_Reading passage_.
****

What can I do as a frontline refugee practitioner?

The 4 Rs: recognise, record, refer, and read up!

  1. Recognise statelessness

Do not assume that everyone has a nationality or that everyone who is stateless knows they are stateless. Be aware that some people may think of ‘nationality’ as their ethnicity or community group, rather than citizenship. When determining refugee status, consider whether the possibility of statelessness has been adequately addressed in screening procedures, or if initial indications of statelessness have been recorded, and explore further if needed. For example:

  • Do the authorities of any country consider them to be a citizen?
  • Does the applicant have any proof that they are considered a citizen of any country, for example a citizenship certificate or a passport? If not, why not? Could they obtain such proof?
  • Is the applicant part of a group that the government of their country of origin does not recognise as citizens, such as Kurds from Syria or Iraq, Rohingya from Myanmar or bidoon people from Kuwait?
  • Is the applicant from a territory that is not recognised by all countries as a State and/or where recognition of statehood does not imply full sovereignty or effective nationality of that State, for example Palestine or Western Sahara?
  • Does the person claim not to have any citizenship?

More questions are available here: Identifying Statelessness: Screening questions 

  1. Record statelessness / risk of statelessness

In the reception context, if you identify a person’s (risk of) statelessness or if the person claims not to have any citizenship, record this vital information on any paperwork relating to this person. If a form does not have fields allowing you to accurately record statelessness/risk of statelessness, make a note somewhere on the form about it, so that there is a record. Make sure you inform the person of this and that it may be important for them in future. Also keep copies of any relevant documents in your file.  It would also be helpful to ask your organisation to include ways to accurately record (risk of) statelessness on all relevant forms.

****

_Provided data_.
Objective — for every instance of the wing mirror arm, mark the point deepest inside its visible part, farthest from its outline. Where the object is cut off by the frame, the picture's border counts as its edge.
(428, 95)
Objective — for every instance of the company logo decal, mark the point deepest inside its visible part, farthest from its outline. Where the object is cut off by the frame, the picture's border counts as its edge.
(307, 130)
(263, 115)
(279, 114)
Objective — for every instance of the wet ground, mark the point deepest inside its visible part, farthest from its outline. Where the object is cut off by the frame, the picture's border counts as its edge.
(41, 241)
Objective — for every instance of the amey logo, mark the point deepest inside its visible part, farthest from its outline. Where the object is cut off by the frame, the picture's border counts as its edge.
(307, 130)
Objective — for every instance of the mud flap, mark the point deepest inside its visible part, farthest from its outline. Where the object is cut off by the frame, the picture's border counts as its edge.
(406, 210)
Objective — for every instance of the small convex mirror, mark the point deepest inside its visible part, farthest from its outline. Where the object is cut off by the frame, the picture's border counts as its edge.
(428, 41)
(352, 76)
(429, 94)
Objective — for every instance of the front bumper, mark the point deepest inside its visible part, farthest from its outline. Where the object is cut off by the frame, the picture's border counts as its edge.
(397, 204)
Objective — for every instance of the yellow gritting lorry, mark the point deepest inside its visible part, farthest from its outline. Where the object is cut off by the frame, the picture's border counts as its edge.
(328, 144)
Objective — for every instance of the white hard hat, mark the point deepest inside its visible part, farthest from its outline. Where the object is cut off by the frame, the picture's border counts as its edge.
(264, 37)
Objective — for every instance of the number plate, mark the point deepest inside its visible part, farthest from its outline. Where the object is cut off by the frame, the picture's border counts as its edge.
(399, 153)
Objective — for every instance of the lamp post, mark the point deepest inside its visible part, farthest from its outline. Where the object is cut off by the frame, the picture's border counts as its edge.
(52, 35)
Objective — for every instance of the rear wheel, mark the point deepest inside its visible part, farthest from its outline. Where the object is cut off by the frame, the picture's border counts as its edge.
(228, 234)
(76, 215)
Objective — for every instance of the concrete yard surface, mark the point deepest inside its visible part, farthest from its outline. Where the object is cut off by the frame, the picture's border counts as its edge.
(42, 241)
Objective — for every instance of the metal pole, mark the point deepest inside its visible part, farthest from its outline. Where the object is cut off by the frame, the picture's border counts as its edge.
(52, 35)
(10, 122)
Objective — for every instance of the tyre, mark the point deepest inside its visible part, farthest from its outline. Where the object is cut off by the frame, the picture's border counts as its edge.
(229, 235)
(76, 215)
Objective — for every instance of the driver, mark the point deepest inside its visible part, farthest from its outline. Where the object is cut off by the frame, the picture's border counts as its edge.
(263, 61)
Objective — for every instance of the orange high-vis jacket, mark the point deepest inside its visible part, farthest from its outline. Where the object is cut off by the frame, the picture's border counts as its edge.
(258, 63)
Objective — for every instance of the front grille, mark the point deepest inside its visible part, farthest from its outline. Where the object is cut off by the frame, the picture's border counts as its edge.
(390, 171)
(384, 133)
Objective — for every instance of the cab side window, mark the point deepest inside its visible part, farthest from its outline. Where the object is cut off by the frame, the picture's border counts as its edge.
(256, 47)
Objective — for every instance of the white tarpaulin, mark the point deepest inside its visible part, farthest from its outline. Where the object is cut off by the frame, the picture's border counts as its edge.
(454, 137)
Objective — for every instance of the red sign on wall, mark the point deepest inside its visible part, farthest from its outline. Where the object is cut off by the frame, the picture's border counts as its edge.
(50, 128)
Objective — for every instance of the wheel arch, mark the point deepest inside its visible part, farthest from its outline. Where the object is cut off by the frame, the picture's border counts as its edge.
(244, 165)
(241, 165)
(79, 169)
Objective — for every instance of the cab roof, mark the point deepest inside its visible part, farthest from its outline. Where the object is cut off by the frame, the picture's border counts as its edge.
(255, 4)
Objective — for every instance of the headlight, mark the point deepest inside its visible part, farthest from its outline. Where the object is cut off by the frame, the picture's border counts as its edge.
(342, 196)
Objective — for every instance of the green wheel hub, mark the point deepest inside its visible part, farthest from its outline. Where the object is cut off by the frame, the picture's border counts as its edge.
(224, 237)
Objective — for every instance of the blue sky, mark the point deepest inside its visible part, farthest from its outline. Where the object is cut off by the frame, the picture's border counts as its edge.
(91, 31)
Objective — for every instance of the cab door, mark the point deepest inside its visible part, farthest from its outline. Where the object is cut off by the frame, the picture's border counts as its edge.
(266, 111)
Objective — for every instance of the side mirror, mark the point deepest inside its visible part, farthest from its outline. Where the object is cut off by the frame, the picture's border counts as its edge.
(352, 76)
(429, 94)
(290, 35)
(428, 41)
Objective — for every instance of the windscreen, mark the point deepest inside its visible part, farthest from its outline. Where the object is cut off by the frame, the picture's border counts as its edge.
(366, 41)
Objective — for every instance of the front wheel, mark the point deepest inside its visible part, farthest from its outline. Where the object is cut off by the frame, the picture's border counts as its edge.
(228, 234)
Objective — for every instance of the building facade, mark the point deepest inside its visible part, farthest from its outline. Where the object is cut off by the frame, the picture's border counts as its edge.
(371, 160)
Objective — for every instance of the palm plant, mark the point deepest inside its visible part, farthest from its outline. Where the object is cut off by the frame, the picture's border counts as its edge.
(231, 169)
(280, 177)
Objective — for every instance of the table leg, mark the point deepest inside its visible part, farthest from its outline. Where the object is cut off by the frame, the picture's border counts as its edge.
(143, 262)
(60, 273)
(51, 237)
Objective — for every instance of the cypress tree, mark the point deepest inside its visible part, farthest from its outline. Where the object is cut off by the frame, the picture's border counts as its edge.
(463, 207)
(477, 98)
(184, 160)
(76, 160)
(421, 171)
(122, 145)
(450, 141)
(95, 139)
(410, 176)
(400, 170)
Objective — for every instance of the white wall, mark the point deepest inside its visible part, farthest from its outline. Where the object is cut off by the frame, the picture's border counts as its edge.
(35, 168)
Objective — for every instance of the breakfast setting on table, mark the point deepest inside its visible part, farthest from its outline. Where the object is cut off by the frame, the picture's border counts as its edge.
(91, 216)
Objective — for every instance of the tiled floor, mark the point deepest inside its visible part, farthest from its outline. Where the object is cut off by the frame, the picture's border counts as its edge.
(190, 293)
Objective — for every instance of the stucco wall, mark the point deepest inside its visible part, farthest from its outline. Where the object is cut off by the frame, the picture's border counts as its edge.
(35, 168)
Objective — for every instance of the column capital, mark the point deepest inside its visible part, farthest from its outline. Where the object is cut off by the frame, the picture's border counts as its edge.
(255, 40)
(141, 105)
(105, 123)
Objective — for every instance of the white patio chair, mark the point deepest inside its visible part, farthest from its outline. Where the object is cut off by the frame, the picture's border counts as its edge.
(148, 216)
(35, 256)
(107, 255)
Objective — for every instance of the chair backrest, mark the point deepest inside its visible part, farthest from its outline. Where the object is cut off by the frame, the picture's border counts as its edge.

****

_Written tasks_.
1 > Say whether each statement agrees with the statelessness guidance, answering yes or no and quoting the words that decide it. (a) The guidance holds that everyone who is stateless knows it. (b) Palestine is given as an example of a territory not recognized by all countries as a State. (c) When a form has no field for statelessness, the guidance says to leave it unrecorded.
2 > Repeat the statelessness guidance word for word, everything from "What can I do" down to "be a citizen?".
3 > Pick up the statelessness guidance after its final sentence and keep writing it.

_Written responses_.
1 >
(a) No: "Do not assume that everyone has a nationality or that everyone who is stateless knows they are stateless."
(b) Yes: "Is the applicant from a territory that is not recognised by all countries as a State and/or where recognition of statehood does not imply full sovereignty or effective nationality of that State, for example Palestine or Western Sahara?"
(c) No: "make a note somewhere on the form about it, so that there is a record."

2 >
What can I do as a frontline refugee practitioner?

The 4 Rs: recognise, record, refer, and read up!

  1. Recognise statelessness

Do not assume that everyone has a nationality or that everyone who is stateless knows they are stateless. Be aware that some people may think of ‘nationality’ as their ethnicity or community group, rather than citizenship. When determining refugee status, consider whether the possibility of statelessness has been adequately addressed in screening procedures, or if initial indications of statelessness have been recorded, and explore further if needed. For example:

  • Do the authorities of any country consider them to be a citizen?

3 >
In the refugee status determination context, it must be determined whether the applicant is stateless. If they are stateless, this should be clearly recorded in all relevant documentation, so that upon being granted refugee status, their statelessness is acknowledged, and they will not face potential removal later on, even if most refugees can return home. Persons identified as stateless or at risk of statelessness during screening, reception or refugee status determination should be referred to the competent authorities to conduct a full determination of whether the person is stateless and offer adequate protection (if a procedure is available). Statelessness determination should be conducted either in parallel with or following the consideration of the application for refugee status, with full respect of the principle of confidentiality. If they are stateless but not a refugee, this should lead to the grant of a residence permit based on statelessness. Consult our Statelessness Index for more information on statelessness determination in your country.

  1. Refer people to get expert advice, support, and information

Identify organisations that specialise in statelessness and nationality in your country of work and see if they can help. Some of our members may be able to assist. Download and use our guide/poster for refugee response actors and our short guide for refugees and asylum seekers. In some cases, determining whether a person is stateless requires specialist knowledge that is not available in the public domain, and an expert should be instructed to prepare a report confirming whether the person is stateless.

  1. Read up about statelessness determination. There’s some more information below, and lots more on our websites (links below). Watch our webinar Is Europe falling behind on statelessness determination and protection?

Learn more about statelessness identification here:

Learn more about determining statelessness here:

What needs to change at the policy level?

  • Agencies providing reception support to asylum-seekers should be provided at least basic training about statelessness and nationality and where to signpost people for expert advice.
  • Asylum-seekers should be provided with information about statelessness and nationality problems and where to access further information and help to advocate for their rights, included free legal advice.
  • There should be standardised procedures for the identification and assessment of statelessness in the refugee reception and status determination contexts, and dedicated statelessness determination procedures should operate to grant protection based on statelessness.
  • States should establish a Statelessness Determination Procedure in law leading to a dedicated statelessness status, in line with good practice and international norms, with clear referral mechanisms to ensure statelessness is determined at an appropriate point in international protection proceedings.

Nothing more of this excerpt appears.